-------- Passage provided
Today’s award goes to this mind-boggling example of your tax dollars at work (NOT!).
The National Science Foundation (NSF) is giving an assistant professor nearly $20,000 to write a dissertation on the mating habits of Syrian hamsters.
. . .
Young adult female Syrian hamsters will be injected with 4-vinylcyclohexene diepoxide (VCD), which makes their ovaries age faster, to see the drug’s effect on hamsters’ sexual preferences. Female hamsters usually prefer a “dominant” male, the grant said.
“VCD-treated females will be given an opportunity to choose between a dominant and subordinate male hamster, and their preferences will be compared to vehicle-injected females,” the grant said. “Young females typically choose the dominant male in this situation. If the preference for dominant male hamsters by young VCD-treated females is reduced relative to controls, then this result will emphasize the importance of reproductive quality, independent of chronological age, in explaining the individual variation in female mate choice.”
Videos of the hamsters mating will be publicly available “indefinitely” through Cornell University.
. . .
Place has also studied the “erect clitoris” of the female spotted hyena, which is the “most highly masculinized female mammal known.”
There’s more at the link.
A few questions for the NSF:
- Why Syrian hamsters? Aren’t there enough of the red, white and blue variety within our own shores for this experiment? Or is it something in the Middle Eastern water?
- Who the hell wants to watch videos – “indefinitely” – of foreign hamsters mating? Is this going to be a special subsection on YouTube or something?
- Who cares whether the female hyena is “the most highly masculinized female mammal known”, or whether she has an “erect clitoris” or not? She’s going to bite your face off anyway if you get close enough! (I speak as an old African hand, of course. I know hyenas – not, I hasten to add, in any way, shape or form related to their clitorii – and I don’t like them.)
Sheesh . . .
Peter
I'm going to be the straight man here and point out that "Syrian Hamster" is the species, not the nationality. The blog owner will hit me with a custard pie in 3…2…1…
Sadly, hamsterporn dot com is already taken.
Looks like he's already done similar work in a Siberian hamster model. What's a Siberian hamster? Terrifying link here. Well, maybe not terrifying, but I do find it horrifying.
----------------
| Work to complete |
**a)** Return the portion of the blog post about the hamster grant from "Videos of the" up to and including "YouTube or something?", copied word for word.
**b)** Resume the blog post about the hamster grant, picking up right after its final sentence.
The records that come next have no connection to the blog post about the hamster grant.
-------- Dataset excerpts
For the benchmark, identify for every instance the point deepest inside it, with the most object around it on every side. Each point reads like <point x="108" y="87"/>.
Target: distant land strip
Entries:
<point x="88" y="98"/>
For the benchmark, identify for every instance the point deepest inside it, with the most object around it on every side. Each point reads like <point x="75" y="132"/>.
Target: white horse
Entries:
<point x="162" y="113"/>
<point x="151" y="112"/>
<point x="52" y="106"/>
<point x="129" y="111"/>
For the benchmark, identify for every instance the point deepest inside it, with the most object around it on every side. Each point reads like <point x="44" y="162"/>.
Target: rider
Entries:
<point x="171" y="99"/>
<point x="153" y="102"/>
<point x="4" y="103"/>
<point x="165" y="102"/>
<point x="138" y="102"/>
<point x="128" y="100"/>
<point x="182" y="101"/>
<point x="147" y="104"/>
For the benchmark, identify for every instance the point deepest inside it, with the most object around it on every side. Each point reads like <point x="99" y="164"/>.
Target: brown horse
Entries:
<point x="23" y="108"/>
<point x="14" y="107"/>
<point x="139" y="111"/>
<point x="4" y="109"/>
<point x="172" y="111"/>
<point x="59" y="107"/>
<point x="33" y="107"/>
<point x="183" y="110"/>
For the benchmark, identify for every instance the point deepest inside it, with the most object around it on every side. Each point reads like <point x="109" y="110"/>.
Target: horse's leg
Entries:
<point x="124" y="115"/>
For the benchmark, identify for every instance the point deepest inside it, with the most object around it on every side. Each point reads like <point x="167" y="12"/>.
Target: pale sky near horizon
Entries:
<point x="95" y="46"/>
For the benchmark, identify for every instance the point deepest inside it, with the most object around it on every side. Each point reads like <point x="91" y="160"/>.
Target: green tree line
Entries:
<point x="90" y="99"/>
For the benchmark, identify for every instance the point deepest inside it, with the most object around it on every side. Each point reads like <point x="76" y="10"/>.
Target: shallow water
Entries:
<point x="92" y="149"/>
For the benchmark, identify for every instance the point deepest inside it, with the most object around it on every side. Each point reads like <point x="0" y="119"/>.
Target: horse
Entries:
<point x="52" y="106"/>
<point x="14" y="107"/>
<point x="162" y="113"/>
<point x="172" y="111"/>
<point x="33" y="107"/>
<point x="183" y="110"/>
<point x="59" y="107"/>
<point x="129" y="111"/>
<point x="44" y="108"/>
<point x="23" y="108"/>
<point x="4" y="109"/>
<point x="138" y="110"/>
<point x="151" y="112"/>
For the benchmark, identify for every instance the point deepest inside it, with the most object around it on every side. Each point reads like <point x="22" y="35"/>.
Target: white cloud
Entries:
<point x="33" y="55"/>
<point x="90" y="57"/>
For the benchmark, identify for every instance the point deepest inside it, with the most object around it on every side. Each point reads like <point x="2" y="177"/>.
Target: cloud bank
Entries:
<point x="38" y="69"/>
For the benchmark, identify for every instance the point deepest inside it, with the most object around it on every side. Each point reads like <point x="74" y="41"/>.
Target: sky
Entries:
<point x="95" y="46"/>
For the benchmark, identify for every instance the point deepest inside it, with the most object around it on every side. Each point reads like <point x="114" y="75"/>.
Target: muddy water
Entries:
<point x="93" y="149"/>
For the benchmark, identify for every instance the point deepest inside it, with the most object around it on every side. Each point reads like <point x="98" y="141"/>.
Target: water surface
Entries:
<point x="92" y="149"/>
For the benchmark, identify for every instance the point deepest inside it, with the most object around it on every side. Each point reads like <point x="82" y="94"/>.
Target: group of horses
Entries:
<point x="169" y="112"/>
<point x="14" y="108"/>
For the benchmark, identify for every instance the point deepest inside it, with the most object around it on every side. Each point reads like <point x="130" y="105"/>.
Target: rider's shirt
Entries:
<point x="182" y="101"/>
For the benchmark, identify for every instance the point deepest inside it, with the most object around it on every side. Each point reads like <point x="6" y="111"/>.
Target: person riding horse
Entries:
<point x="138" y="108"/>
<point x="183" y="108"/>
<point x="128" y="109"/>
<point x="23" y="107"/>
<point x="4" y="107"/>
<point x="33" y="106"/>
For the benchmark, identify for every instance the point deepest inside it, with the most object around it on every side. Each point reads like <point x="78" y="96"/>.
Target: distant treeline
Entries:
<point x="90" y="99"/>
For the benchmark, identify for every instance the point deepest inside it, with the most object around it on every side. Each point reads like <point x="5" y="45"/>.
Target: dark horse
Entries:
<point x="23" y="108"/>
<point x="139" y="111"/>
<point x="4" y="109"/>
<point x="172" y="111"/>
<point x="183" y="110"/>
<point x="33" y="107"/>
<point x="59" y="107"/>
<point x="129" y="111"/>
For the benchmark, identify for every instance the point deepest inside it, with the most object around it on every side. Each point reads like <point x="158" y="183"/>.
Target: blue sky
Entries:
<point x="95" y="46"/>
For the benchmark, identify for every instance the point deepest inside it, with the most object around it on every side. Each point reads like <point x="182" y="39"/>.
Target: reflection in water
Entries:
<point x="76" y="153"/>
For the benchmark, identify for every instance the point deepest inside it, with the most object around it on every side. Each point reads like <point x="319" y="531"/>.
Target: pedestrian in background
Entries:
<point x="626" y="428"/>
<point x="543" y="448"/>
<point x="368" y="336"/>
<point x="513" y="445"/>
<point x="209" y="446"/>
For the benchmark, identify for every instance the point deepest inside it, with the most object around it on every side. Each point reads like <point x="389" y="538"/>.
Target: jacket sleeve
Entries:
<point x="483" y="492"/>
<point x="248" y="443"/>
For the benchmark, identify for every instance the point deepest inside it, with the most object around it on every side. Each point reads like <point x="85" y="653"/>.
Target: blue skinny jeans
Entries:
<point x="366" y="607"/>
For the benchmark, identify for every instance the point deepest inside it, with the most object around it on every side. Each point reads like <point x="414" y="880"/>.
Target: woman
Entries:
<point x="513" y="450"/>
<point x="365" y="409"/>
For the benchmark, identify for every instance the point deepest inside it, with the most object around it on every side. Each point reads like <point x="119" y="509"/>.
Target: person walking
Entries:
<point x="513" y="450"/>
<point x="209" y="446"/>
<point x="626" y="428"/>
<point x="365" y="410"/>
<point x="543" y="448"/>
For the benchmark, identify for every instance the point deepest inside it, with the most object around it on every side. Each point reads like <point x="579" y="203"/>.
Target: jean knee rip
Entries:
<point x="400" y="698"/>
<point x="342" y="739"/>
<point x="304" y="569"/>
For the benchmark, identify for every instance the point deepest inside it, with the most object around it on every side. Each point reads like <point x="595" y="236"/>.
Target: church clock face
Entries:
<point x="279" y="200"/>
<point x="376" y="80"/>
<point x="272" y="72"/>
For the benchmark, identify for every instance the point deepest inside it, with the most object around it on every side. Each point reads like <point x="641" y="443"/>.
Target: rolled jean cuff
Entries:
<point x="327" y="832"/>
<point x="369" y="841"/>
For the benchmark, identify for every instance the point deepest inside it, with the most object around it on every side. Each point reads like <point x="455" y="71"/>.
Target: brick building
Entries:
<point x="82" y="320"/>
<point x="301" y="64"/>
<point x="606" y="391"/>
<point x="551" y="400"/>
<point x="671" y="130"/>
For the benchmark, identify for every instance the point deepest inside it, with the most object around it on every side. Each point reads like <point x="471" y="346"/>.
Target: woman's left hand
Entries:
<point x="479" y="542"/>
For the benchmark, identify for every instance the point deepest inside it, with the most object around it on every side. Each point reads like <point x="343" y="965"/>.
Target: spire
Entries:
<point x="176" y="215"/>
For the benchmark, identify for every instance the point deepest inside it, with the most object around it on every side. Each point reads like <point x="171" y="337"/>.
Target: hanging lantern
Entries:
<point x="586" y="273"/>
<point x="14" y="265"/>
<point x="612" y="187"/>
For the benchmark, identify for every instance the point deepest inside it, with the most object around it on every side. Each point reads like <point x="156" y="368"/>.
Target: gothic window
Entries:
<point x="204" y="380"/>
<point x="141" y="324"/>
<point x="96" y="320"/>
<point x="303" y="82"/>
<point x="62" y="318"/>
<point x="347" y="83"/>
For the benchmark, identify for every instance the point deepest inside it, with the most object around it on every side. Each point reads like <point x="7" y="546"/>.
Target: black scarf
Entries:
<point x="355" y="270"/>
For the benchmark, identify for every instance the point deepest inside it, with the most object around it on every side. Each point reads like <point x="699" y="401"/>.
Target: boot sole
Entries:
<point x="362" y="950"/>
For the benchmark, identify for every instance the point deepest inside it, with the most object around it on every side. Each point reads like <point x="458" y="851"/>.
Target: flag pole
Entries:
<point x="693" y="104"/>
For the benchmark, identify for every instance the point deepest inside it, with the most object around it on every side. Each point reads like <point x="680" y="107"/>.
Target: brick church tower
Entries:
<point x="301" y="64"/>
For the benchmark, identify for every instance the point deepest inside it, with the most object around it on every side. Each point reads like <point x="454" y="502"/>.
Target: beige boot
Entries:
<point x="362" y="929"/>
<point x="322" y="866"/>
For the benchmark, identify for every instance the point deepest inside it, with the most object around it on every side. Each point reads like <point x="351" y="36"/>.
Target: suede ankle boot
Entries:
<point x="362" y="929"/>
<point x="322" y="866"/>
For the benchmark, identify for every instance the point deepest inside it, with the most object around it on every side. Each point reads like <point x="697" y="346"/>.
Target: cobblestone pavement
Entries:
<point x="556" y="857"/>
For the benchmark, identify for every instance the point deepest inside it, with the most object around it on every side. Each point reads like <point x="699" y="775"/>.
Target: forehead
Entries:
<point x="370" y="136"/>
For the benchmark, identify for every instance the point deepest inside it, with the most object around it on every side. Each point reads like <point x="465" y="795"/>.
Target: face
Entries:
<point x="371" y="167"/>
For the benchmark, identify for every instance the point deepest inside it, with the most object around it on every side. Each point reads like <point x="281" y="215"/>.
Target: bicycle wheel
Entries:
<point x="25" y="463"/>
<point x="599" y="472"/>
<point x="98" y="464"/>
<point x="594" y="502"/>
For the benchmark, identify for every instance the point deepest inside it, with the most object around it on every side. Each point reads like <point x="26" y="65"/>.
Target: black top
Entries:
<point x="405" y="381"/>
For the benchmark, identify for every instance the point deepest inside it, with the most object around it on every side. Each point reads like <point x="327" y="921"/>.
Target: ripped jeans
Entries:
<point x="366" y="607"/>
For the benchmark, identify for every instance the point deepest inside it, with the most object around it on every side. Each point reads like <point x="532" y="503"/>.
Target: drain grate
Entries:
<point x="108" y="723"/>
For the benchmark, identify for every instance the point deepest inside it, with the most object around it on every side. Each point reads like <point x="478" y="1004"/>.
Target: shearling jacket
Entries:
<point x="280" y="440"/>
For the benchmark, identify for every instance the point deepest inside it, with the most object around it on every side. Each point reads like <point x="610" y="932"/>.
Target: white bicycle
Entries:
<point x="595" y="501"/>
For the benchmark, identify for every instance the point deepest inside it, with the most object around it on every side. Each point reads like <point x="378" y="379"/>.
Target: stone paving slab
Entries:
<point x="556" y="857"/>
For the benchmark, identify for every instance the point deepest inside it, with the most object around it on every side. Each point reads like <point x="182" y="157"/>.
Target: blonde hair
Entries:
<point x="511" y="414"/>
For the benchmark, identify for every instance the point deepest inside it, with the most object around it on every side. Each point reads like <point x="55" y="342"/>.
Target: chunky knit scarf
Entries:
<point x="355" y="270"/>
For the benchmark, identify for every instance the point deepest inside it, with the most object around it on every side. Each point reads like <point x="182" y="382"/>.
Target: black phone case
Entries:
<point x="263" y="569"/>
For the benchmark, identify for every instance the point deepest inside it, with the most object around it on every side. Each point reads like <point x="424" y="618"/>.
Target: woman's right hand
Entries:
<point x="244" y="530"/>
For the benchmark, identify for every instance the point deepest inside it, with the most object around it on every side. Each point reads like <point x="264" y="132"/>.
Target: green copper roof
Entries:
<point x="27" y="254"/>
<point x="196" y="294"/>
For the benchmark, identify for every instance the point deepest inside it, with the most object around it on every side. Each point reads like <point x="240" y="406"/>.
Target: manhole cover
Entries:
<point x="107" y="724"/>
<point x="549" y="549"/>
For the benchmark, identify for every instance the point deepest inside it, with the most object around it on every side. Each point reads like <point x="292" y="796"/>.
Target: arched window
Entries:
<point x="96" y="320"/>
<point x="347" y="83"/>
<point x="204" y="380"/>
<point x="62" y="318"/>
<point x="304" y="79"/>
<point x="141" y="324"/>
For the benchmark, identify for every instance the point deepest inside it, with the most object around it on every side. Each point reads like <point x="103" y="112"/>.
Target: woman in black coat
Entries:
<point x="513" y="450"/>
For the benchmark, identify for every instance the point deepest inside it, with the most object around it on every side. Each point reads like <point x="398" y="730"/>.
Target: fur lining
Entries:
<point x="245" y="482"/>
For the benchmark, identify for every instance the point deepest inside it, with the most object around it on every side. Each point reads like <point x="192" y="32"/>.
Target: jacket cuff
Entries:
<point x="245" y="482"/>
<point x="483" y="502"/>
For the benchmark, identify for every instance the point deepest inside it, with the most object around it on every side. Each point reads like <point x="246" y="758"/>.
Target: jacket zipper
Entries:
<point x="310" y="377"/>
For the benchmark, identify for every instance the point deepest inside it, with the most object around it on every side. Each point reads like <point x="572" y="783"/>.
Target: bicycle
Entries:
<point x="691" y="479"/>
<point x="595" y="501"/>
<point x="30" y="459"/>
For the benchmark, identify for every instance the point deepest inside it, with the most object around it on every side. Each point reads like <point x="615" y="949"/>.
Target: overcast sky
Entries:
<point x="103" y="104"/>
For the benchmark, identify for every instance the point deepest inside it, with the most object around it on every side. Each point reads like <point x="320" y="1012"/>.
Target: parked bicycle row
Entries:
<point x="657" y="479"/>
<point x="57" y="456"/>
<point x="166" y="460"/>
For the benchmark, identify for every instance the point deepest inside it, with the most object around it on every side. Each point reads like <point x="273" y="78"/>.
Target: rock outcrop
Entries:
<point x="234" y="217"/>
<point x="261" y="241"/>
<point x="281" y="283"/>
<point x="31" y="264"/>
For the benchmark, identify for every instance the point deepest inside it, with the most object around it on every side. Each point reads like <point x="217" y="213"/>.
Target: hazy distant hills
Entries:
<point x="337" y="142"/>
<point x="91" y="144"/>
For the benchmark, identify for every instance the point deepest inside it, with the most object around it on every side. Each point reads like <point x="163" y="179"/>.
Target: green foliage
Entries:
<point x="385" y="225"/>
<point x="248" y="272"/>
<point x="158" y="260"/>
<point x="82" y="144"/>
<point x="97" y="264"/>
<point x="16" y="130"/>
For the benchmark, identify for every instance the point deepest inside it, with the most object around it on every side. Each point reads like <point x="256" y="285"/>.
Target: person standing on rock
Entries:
----------------
| Outputs by task |
**a)**
Videos of the hamsters mating will be publicly available “indefinitely” through Cornell University.
. . .
Place has also studied the “erect clitoris” of the female spotted hyena, which is the “most highly masculinized female mammal known.”
There’s more at the link.
A few questions for the NSF:
- Why Syrian hamsters? Aren’t there enough of the red, white and blue variety within our own shores for this experiment? Or is it something in the Middle Eastern water?
- Who the hell wants to watch videos – “indefinitely” – of foreign hamsters mating? Is this going to be a special subsection on YouTube or something?

**b)**
No idea why something studied in Siberian hamsters needs to be replicated in Syrian hamsters, but what do I know. (Frankly I was always annoyed and often creeped out by reproductive endocrinology, so I may be biased.) I would point out that under $20k is a low price to keep a budding hamster-porn magnate off the streets, so there's that.
@Steve: I have no idea if you're joking about that site, but I'm not putting it into my work-browser history!
Honestly, that's a low, low price for research, and since it's in a hard science (biology/animal behavior) I'm all for it. Pure science research almost always pays off in the long run, even if it seems silly at the time.
I believe the reason the situation with spotted hyenas is so interesting is because of the lack of hormonal basis for it. I think there was a study where they suppressed androgens in pregnant females and the female cubs? pups? whatever baby spotted hyenas are called, still had masculinized anatomy. This would indicate that there's a distinct lack of hormonal basis for the appearance of their anatomy. There's also the matter that the females are quite fertile despite having a balance of hormones that should make fertility a challenge for them.
And from there I'll make the comment that stuff like that may be unpleasantly relevant in this day and age due to all the contaminants in our environment that mimic hormones. Right now the effects of it are only being observed in animals, but looking at the way kids are acting right now it's possible humans aren't safe.
So maybe the hamster study could be an attempt to show that juveniles exposed to abnormal levels of hormones are more likely to engage in sexual activity/pick partners who are not the best choice. Because you can't really do a study where you track whether or not girls who go on the pill early are more likely to make bad decisions about sexual partners than girls who don't use hormone based birth control.